▶ **TASK**
Copy out the stretch of the forum reply on vaccine priority for young children from "And you did, very" through "on epidemiological evidence.", word for word.

I didn't say that vaccinating your two year old would endanger my grandmother; I said that deciding to vaccinate your two-year-old instead of my grandmother wasn't an issue of freedom of parental choice, which you'd said it was.
And you did, very specifically, say that under threes would not be inoculated. The first line of your OP reads "When the vaccine is available it will not even be OFFERED to UNDER THREE's even though 0-4 year olds are the projected heaviest affected group for MORTALITY."
You seem, if I may say so, very determined that your wish as a parent to get your child vaccinated immediately should automatically trump any expert opinion on the optimum prioritisation of vaccines. And you just can't run a major public health campaign that way. And you seem very selective about which bits of the Salisbury letter you believe; you don't, for example, appear to believe him when he says that the final decision on priority will be based on epidemiological evidence.
If you take his letter at face value, then if there is epidemiological evidence that 0-2 year olds are at greater risk than the population at large they will get priority in vaccinations when the actual decision on priority is made. And you seem very confident that there is such epidemiological evidence. So what's the problem? OK, if you think David Salisbury is a big fat liar then there is cause for concern, but then why should we believe anything else in the letter, including the draft priority list? And if you think he is telling the truth, then the new evidence on hospital admissions and mortality that's been amassed over the weeks since he wrote the letter will, as he said, be factored into the decision.

▶ **ENTRIES SUPPLIED**

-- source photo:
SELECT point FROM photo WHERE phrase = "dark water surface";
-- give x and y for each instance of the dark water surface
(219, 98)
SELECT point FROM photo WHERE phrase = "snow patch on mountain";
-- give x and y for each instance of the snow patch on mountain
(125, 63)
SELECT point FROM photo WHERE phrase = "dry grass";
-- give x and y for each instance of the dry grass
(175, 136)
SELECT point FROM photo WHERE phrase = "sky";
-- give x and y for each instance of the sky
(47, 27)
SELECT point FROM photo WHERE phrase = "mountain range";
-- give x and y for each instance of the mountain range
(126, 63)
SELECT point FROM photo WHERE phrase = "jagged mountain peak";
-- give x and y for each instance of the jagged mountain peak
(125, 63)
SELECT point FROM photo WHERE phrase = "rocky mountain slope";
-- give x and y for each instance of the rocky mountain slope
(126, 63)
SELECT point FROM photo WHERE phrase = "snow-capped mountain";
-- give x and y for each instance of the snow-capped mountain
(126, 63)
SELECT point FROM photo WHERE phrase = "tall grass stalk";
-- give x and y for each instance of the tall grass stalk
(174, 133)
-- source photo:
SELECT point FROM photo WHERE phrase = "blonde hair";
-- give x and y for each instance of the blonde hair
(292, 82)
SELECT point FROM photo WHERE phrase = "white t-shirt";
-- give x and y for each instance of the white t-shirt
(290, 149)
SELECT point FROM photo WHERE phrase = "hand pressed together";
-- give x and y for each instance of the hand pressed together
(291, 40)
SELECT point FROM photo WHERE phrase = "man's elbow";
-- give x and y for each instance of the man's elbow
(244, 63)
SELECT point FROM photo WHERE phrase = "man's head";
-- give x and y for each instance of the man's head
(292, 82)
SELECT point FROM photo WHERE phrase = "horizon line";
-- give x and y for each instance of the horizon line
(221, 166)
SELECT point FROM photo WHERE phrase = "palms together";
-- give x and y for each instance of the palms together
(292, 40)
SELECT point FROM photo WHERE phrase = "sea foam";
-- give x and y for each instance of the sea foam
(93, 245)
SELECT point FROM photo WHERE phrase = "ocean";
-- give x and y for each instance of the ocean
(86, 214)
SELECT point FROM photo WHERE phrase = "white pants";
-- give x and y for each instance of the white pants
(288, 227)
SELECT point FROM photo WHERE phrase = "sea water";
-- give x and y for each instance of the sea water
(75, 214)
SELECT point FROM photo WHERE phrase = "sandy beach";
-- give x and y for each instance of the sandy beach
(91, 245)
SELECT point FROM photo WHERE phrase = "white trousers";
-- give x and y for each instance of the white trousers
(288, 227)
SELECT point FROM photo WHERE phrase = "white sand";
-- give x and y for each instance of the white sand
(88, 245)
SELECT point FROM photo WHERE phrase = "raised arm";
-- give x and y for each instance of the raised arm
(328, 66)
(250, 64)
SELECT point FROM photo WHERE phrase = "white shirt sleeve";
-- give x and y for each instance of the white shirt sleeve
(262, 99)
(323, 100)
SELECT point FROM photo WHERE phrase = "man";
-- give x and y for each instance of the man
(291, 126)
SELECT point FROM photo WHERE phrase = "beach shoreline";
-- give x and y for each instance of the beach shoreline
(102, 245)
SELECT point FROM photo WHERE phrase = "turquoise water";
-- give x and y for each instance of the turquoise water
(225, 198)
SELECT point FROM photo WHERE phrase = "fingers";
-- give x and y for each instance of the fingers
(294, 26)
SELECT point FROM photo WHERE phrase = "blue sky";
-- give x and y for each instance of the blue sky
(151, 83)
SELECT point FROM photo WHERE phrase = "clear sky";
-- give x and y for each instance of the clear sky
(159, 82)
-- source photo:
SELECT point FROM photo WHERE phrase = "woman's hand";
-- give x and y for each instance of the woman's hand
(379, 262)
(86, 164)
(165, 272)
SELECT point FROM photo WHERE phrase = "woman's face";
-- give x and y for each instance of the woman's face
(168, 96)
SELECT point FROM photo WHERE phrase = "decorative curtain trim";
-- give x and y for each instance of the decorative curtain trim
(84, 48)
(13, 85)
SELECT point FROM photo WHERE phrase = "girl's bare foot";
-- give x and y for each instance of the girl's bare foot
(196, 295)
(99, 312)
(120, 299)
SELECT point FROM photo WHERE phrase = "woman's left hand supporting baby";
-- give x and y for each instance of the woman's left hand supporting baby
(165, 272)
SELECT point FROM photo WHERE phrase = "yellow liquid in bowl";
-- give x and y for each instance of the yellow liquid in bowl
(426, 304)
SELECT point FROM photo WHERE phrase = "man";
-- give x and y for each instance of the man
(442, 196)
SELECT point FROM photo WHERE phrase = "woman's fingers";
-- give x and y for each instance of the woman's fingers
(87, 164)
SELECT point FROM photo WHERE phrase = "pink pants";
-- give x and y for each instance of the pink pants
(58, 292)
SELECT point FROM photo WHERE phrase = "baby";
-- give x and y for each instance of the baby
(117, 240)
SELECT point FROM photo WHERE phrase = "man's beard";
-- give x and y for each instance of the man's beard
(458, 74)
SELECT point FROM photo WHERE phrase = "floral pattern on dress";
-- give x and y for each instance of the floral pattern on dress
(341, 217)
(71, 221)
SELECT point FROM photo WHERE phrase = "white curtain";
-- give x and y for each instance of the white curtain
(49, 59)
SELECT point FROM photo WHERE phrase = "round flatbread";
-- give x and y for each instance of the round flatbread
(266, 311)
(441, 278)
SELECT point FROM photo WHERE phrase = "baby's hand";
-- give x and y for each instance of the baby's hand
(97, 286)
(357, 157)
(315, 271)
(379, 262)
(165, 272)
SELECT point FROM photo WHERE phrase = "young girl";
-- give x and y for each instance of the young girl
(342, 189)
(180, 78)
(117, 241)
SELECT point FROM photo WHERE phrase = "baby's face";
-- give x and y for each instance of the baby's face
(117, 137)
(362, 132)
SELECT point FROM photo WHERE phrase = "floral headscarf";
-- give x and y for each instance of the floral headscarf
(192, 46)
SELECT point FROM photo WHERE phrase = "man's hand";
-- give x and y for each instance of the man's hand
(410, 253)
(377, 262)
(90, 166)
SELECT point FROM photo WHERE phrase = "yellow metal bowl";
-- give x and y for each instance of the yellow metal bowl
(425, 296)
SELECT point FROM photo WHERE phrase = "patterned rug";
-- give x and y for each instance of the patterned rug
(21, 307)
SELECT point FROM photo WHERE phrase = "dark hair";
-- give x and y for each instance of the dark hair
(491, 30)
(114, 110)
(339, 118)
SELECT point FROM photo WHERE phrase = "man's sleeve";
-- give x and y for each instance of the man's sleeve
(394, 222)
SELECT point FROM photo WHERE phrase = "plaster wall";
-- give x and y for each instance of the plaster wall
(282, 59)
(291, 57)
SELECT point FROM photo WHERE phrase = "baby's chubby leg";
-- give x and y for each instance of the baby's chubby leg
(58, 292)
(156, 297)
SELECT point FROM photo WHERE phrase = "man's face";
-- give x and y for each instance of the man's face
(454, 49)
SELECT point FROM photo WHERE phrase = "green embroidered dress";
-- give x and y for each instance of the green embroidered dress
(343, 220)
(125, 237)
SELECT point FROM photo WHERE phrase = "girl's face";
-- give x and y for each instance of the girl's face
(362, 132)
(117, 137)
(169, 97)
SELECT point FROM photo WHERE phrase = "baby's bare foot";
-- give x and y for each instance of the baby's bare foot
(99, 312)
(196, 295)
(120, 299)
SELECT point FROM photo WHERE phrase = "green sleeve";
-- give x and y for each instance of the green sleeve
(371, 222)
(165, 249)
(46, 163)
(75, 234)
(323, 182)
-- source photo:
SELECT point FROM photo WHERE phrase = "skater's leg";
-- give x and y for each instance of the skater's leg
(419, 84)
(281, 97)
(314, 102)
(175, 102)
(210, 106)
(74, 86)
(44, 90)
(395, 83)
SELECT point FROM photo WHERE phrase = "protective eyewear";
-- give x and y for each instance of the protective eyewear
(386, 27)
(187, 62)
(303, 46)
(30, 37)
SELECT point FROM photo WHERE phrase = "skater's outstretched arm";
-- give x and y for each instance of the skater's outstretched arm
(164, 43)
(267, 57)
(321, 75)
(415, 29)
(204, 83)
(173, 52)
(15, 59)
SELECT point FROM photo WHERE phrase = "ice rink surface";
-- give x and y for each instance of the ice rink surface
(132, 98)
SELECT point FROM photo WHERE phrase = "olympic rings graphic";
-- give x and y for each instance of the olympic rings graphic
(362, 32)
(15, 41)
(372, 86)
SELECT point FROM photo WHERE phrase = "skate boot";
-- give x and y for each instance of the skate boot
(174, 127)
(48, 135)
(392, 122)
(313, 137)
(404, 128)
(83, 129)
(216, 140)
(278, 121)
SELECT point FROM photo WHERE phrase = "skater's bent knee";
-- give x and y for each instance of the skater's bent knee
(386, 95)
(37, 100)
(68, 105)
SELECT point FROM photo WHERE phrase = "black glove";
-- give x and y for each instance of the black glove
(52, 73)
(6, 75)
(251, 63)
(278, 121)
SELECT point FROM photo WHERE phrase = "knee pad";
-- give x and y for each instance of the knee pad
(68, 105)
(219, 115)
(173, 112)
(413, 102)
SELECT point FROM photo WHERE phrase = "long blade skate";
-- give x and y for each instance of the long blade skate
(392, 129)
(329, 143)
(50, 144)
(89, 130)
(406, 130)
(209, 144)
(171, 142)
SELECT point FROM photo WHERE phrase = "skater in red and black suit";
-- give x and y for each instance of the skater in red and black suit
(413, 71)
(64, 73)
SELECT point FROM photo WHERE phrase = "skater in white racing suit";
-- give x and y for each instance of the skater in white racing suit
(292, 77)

▶ **SOLUTION BELOW**
And you did, very specifically, say that under threes would not be inoculated. The first line of your OP reads "When the vaccine is available it will not even be OFFERED to UNDER THREE's even though 0-4 year olds are the projected heaviest affected group for MORTALITY."
You seem, if I may say so, very determined that your wish as a parent to get your child vaccinated immediately should automatically trump any expert opinion on the optimum prioritisation of vaccines. And you just can't run a major public health campaign that way. And you seem very selective about which bits of the Salisbury letter you believe; you don't, for example, appear to believe him when he says that the final decision on priority will be based on epidemiological evidence.